→ **EXERCISE TASK**:
Every line from the one containing "In this picture, where can the green crop" to the final line of the material below must be reproduced exactly; leave out all other lines.
━━━ ENTRIES
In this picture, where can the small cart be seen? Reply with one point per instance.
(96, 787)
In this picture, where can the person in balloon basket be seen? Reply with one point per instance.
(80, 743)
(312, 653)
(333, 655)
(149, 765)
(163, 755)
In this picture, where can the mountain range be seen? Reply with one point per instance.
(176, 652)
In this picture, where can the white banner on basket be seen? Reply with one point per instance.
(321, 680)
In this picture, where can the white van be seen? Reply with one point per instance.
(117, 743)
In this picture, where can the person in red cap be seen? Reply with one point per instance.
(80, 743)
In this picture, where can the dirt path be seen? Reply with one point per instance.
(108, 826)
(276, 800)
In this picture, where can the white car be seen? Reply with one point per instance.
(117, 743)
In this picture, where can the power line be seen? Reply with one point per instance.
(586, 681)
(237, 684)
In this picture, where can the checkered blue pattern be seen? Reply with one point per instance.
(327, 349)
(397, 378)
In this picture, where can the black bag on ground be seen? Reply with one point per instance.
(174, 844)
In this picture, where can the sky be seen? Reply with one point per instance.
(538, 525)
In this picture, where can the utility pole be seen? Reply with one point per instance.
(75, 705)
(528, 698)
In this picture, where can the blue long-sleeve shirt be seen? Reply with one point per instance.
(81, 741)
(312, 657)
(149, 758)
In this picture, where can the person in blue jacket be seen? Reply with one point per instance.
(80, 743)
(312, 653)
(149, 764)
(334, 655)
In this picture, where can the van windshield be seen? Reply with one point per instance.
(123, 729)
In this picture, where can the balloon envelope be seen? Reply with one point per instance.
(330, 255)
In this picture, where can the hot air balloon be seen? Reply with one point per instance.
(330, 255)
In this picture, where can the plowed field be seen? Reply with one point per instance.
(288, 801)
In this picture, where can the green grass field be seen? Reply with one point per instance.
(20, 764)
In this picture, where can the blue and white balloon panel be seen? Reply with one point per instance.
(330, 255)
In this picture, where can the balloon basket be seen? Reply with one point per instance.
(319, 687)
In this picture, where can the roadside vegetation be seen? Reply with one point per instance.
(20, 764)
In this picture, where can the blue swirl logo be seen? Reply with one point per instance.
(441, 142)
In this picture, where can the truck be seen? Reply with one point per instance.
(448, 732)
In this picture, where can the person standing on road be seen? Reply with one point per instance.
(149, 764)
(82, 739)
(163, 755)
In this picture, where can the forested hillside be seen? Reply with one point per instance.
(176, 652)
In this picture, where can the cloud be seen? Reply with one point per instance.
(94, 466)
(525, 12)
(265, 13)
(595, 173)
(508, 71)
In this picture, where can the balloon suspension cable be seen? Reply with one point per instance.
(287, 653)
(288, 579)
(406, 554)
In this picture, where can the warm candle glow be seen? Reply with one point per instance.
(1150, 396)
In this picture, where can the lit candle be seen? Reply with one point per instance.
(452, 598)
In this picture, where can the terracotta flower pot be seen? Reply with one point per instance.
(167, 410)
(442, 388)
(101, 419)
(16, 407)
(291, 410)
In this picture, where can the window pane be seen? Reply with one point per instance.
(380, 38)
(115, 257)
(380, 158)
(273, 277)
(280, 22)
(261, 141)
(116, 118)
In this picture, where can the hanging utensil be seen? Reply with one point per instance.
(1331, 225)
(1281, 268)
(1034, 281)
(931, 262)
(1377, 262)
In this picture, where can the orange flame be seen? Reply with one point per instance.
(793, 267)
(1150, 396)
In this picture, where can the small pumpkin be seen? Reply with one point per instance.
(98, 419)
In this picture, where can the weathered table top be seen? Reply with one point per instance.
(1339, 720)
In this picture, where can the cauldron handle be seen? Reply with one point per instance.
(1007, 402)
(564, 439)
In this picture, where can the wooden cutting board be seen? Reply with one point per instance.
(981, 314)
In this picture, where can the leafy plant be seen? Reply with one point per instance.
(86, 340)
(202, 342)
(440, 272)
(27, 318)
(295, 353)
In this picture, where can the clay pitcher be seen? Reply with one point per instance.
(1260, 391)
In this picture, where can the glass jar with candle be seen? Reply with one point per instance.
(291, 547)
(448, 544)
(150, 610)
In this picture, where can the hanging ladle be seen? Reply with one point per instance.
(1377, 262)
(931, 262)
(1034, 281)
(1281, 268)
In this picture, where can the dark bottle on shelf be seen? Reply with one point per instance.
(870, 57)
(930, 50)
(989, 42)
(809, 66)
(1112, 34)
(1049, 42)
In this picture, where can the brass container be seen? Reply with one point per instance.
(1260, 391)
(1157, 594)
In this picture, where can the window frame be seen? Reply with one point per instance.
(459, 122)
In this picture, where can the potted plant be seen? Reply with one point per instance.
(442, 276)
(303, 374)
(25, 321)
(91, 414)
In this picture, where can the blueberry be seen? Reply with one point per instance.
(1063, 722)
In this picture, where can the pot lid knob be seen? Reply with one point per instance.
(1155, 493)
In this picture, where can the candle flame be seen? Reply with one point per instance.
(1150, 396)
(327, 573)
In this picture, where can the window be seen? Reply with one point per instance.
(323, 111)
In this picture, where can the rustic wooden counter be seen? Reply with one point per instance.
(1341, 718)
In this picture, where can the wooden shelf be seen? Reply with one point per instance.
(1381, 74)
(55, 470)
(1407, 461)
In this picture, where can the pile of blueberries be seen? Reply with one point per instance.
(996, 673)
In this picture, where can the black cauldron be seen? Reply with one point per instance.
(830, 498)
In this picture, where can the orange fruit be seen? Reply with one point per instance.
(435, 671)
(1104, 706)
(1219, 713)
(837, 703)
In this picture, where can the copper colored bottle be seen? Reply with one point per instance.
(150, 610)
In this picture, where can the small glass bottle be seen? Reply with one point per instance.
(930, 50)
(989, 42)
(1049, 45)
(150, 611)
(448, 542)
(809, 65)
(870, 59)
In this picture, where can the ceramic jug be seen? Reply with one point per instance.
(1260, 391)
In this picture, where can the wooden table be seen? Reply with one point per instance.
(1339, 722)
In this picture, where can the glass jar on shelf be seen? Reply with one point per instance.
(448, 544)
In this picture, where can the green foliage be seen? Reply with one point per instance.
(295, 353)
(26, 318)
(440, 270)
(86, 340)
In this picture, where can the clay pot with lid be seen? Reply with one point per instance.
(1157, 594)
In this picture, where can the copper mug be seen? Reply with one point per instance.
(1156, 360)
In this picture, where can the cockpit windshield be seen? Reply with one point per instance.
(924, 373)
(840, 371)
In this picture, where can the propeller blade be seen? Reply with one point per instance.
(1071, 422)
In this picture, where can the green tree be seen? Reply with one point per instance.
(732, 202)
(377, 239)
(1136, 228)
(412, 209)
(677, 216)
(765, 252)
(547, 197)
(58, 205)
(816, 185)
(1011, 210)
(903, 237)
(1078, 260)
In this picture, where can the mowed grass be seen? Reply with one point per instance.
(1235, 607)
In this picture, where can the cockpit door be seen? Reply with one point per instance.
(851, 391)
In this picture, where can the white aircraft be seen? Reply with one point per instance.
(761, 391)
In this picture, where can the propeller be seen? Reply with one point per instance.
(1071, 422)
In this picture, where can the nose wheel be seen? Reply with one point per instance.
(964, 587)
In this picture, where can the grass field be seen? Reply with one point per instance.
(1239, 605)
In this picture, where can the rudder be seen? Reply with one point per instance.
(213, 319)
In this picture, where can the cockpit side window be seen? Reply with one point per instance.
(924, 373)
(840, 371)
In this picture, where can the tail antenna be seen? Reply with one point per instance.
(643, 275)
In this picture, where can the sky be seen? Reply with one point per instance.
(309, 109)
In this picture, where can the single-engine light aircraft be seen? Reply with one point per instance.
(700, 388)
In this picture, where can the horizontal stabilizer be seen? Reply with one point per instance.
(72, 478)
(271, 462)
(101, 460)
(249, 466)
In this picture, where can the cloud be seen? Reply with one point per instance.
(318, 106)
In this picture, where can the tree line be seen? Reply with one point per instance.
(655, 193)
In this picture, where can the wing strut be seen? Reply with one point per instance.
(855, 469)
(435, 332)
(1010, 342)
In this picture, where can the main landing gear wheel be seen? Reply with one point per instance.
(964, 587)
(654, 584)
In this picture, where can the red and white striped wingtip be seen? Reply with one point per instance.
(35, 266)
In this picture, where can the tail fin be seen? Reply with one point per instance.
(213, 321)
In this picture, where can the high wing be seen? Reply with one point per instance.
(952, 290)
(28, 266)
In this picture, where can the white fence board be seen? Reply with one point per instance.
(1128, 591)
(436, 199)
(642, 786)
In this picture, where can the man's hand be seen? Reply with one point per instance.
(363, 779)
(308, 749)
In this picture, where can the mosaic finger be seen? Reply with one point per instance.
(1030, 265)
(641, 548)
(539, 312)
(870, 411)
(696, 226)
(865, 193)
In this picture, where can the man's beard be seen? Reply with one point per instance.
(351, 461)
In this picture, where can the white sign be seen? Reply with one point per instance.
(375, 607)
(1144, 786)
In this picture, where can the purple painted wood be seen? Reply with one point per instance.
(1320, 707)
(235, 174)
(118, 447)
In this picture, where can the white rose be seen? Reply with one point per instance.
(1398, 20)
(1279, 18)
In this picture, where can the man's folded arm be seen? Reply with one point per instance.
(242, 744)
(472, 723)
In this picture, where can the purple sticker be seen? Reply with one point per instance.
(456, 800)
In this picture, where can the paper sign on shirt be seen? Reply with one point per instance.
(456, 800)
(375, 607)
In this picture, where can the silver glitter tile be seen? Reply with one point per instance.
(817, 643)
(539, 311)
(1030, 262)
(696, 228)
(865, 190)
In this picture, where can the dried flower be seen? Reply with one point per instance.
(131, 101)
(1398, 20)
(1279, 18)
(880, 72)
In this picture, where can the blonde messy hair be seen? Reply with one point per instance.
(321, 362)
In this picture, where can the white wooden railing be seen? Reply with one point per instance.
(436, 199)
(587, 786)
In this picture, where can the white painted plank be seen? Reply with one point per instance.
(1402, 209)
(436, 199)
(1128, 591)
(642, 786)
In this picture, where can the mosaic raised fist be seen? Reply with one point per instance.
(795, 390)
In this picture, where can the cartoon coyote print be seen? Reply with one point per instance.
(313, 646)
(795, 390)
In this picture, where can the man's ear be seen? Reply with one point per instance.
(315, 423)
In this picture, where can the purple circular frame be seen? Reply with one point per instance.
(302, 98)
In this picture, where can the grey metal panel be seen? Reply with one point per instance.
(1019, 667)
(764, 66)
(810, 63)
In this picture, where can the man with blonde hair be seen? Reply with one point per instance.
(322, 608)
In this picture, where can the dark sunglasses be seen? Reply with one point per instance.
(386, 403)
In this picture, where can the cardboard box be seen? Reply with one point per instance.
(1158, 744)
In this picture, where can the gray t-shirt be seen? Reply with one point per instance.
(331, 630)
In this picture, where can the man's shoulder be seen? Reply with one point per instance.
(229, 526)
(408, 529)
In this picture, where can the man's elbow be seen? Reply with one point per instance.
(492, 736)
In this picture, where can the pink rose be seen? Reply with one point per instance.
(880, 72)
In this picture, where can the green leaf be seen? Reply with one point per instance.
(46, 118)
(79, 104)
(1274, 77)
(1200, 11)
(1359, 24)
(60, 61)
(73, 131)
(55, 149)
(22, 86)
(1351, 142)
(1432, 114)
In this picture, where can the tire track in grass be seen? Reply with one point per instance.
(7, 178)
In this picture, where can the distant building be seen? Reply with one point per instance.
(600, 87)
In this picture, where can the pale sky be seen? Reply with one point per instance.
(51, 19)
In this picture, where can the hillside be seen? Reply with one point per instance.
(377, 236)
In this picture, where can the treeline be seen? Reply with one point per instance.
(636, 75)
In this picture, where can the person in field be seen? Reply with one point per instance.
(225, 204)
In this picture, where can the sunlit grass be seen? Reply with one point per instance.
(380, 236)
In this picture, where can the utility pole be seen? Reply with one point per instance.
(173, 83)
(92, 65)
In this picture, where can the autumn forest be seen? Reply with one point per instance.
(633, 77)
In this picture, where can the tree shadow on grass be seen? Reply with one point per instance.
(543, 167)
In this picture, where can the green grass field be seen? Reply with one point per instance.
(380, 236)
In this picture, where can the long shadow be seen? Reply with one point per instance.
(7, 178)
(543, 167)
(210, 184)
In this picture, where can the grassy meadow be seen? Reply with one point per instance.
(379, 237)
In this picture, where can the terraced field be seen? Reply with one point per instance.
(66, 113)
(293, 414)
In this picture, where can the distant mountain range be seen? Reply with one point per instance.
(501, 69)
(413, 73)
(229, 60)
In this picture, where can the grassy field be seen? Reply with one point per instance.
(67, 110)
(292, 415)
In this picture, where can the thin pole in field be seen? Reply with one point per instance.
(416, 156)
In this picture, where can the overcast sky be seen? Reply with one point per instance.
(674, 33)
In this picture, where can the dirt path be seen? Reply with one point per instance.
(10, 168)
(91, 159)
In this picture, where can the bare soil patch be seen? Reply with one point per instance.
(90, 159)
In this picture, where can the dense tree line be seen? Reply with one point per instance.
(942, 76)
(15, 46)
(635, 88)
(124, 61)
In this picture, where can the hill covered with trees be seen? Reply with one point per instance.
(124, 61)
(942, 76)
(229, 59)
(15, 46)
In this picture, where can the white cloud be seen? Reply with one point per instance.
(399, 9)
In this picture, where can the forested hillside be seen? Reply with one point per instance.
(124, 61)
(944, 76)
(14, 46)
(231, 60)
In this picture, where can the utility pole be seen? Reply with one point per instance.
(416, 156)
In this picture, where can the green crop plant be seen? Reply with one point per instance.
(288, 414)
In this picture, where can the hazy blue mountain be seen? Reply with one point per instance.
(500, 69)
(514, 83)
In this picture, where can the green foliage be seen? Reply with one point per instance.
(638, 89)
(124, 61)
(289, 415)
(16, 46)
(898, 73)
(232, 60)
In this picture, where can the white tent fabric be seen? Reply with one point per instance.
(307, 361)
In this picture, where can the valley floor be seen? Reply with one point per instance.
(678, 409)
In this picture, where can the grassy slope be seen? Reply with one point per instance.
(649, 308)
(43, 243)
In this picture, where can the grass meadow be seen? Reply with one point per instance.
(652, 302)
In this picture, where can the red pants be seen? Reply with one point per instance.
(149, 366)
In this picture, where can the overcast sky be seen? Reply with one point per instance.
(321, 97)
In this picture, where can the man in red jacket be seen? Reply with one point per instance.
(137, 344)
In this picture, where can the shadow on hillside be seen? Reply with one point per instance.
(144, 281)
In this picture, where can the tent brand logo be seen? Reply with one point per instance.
━━━━━━
→ **REPLY**:
In this picture, where can the green crop plant be seen? Reply with one point per instance.
(288, 414)
In this picture, where can the hazy blue mountain be seen? Reply with one point per instance.
(500, 69)
(514, 83)
In this picture, where can the green foliage be seen? Reply with one point per instance.
(638, 89)
(124, 61)
(289, 415)
(16, 46)
(898, 73)
(232, 60)
In this picture, where can the white tent fabric be seen? Reply with one point per instance.
(307, 361)
In this picture, where can the valley floor be seen? Reply with one point per instance.
(678, 409)
In this picture, where can the grassy slope be seen? Reply with one point per instance.
(649, 308)
(43, 243)
In this picture, where can the grass meadow be seen? Reply with one point per instance.
(652, 302)
In this picture, where can the red pants be seen? Reply with one point per instance.
(149, 366)
In this picture, where can the overcast sky be seen? Reply with one point per instance.
(321, 97)
In this picture, where can the man in red jacket be seen? Reply with one point per instance.
(137, 344)
In this picture, where can the shadow on hillside be seen? Reply with one point per instance.
(144, 281)
In this picture, where can the tent brand logo be seen? Reply with one point per instance.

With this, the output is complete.